* [DOCUMENT TEXT]

- Adrian O’Dowd, freelance journalist
- 1Margate
- adrianodowd{at}hotmail.com
What more do we know about A/H1N1 compared with two months ago?
Much more is now known about the virus’s transmission characteristics, what happens in the clinical setting, and its mortality and morbidity. The UK Health Protection Agency (HPA) has undertaken a project, called the first few hundred (FF100) cases surveillance system, that has collected detailed data on 350 cases of influenza and the patients’ close contacts. Results have not yet been published, but the work has allowed the agency to gather information on transmissions within households, duration of illness, and clinical picture. The data have been used by the agency’s modellers for forward planning and potential impact. The HPA says that this virus is similar to seasonal flu. Taking oseltamivir (Tamiflu) is not a pleasant experience, with side effects that include nausea, diarrhoea, and hallucinations.

* [ASSIGNMENT 1]
Retype the part of the A/H1N1 article that begins at the words "Much more is" and stops after the words "diarrhoea, and hallucinations.".
* [ASSIGNMENT 2]
Name every side effect of oseltamivir that the A/H1N1 article mentions.
Nothing in the listing is needed for the work on the A/H1N1 article.

* [INFORMATION SHOWN]

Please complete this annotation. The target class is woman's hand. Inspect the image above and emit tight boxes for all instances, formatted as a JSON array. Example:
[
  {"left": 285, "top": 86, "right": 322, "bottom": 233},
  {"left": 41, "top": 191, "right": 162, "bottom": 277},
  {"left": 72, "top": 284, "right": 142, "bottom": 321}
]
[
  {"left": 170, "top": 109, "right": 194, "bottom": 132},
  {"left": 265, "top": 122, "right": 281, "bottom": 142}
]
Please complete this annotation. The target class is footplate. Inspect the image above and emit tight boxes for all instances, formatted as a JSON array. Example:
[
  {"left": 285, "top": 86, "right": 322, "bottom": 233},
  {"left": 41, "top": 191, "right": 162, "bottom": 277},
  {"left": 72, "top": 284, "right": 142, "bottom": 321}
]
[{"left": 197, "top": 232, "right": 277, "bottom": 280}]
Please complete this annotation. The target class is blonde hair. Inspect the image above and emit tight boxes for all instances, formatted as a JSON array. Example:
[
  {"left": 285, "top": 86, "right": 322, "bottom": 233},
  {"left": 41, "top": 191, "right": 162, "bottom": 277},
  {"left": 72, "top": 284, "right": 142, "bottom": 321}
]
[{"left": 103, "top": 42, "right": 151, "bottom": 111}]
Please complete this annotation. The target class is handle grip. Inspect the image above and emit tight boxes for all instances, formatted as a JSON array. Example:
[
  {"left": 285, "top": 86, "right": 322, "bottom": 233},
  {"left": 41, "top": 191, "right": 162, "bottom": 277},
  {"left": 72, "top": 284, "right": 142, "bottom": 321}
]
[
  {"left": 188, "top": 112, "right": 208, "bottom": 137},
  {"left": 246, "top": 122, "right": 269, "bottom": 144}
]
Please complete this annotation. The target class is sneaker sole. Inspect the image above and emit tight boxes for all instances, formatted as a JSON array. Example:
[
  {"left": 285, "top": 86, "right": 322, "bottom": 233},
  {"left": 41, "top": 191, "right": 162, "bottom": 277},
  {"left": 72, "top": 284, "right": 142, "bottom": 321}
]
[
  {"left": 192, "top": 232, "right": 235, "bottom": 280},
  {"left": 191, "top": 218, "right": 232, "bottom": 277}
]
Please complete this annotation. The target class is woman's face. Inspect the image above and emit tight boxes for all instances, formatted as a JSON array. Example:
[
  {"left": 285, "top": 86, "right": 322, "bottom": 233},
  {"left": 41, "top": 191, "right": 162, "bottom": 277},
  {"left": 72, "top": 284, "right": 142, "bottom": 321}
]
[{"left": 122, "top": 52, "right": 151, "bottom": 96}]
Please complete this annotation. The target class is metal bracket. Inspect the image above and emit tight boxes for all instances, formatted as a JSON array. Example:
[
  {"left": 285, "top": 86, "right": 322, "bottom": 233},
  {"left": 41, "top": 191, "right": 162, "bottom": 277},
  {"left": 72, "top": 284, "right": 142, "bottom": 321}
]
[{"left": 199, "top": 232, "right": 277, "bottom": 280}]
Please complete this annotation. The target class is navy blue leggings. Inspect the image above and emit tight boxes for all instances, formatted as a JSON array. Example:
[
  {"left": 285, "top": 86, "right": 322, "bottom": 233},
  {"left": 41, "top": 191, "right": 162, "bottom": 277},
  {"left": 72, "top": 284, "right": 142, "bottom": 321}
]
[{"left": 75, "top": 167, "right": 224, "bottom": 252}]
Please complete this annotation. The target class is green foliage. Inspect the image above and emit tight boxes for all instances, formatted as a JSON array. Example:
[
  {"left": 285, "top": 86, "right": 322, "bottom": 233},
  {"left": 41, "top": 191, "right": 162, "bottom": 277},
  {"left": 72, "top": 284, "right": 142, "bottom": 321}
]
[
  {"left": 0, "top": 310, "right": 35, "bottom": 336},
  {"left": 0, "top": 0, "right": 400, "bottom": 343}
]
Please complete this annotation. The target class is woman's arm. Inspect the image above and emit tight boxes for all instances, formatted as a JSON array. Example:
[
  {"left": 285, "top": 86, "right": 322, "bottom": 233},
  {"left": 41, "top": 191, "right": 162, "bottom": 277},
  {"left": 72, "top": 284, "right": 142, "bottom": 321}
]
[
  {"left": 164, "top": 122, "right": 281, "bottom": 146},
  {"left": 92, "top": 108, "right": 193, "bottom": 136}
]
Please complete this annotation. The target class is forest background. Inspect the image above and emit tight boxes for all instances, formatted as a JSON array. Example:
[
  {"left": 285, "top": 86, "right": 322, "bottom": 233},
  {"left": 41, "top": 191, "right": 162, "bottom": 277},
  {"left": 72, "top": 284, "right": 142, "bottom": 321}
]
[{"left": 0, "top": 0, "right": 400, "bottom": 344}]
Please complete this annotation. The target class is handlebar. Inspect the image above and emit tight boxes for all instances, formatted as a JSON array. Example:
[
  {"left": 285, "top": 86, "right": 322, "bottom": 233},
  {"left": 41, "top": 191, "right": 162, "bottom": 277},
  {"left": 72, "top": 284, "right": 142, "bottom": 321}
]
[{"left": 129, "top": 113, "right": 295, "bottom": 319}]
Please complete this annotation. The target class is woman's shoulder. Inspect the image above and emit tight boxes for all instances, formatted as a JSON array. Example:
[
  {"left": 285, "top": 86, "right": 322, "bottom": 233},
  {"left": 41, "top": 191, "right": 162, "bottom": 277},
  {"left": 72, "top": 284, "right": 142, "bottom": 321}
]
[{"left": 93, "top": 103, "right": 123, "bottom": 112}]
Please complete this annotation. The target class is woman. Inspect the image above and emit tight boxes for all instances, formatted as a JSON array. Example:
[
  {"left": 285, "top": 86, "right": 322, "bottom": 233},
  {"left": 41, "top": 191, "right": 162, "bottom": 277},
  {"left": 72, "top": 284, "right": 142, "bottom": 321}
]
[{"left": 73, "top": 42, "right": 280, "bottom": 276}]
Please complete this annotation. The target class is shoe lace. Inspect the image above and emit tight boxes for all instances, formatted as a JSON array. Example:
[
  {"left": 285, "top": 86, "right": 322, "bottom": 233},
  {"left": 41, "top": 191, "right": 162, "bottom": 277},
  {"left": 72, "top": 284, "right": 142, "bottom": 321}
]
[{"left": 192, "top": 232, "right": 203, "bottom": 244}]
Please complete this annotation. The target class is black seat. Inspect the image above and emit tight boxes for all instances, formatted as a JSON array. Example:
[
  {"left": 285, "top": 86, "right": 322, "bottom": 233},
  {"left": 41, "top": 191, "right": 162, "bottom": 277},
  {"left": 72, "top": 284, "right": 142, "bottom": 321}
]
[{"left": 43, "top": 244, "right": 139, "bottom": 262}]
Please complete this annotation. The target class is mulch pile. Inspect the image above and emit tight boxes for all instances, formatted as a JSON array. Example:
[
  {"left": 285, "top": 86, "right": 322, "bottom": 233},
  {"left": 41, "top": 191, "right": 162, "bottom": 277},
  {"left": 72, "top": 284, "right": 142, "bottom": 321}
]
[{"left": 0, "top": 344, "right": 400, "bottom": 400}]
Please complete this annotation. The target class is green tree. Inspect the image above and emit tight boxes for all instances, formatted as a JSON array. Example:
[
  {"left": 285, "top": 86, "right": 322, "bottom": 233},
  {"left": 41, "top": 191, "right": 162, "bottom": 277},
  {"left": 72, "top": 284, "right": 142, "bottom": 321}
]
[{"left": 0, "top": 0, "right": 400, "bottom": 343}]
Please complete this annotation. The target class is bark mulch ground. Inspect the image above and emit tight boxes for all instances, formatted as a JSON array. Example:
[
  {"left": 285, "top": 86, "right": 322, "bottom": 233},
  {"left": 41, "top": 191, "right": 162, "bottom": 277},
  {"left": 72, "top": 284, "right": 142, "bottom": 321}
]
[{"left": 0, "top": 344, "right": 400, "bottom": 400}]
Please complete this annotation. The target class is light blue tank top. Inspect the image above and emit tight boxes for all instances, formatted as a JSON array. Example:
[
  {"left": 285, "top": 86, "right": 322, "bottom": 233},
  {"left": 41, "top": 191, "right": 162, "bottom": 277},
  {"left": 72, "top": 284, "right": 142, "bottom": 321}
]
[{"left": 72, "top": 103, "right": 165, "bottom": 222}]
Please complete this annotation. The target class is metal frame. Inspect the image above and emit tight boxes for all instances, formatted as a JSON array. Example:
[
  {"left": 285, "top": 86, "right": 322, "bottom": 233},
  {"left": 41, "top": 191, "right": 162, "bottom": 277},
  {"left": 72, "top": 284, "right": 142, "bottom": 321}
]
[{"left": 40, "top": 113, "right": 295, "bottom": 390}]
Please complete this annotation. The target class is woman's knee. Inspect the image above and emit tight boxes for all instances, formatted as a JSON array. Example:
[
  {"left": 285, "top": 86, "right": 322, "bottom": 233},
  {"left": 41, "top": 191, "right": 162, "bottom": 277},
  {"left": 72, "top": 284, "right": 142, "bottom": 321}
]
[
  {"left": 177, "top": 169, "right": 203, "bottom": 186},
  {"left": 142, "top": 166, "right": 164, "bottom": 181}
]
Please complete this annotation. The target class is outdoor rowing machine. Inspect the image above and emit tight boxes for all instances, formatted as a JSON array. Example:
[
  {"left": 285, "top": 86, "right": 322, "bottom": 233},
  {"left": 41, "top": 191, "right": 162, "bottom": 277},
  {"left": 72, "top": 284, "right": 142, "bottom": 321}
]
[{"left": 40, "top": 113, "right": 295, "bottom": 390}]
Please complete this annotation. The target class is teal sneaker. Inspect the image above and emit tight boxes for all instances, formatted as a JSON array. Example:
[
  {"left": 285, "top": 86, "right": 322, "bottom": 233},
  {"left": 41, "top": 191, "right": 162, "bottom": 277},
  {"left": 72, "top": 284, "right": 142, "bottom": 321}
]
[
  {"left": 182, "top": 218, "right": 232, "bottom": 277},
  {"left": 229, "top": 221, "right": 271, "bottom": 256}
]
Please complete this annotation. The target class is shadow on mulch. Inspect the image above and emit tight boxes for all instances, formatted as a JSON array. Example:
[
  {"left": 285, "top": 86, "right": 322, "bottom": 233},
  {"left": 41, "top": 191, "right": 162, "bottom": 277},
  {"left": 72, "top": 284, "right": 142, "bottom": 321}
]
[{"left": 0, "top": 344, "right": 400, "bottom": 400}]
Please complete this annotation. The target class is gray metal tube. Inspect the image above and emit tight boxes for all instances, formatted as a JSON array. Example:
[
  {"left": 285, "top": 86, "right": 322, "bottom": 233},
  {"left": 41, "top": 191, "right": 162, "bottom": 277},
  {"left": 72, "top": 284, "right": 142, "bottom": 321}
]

* [WRITTEN REPLY 1]
Much more is now known about the virus’s transmission characteristics, what happens in the clinical setting, and its mortality and morbidity. The UK Health Protection Agency (HPA) has undertaken a project, called the first few hundred (FF100) cases surveillance system, that has collected detailed data on 350 cases of influenza and the patients’ close contacts. Results have not yet been published, but the work has allowed the agency to gather information on transmissions within households, duration of illness, and clinical picture. The data have been used by the agency’s modellers for forward planning and potential impact. The HPA says that this virus is similar to seasonal flu. Taking oseltamivir (Tamiflu) is not a pleasant experience, with side effects that include nausea, diarrhoea, and hallucinations.

* [WRITTEN REPLY 2]
Nausea, diarrhoea, and hallucinations.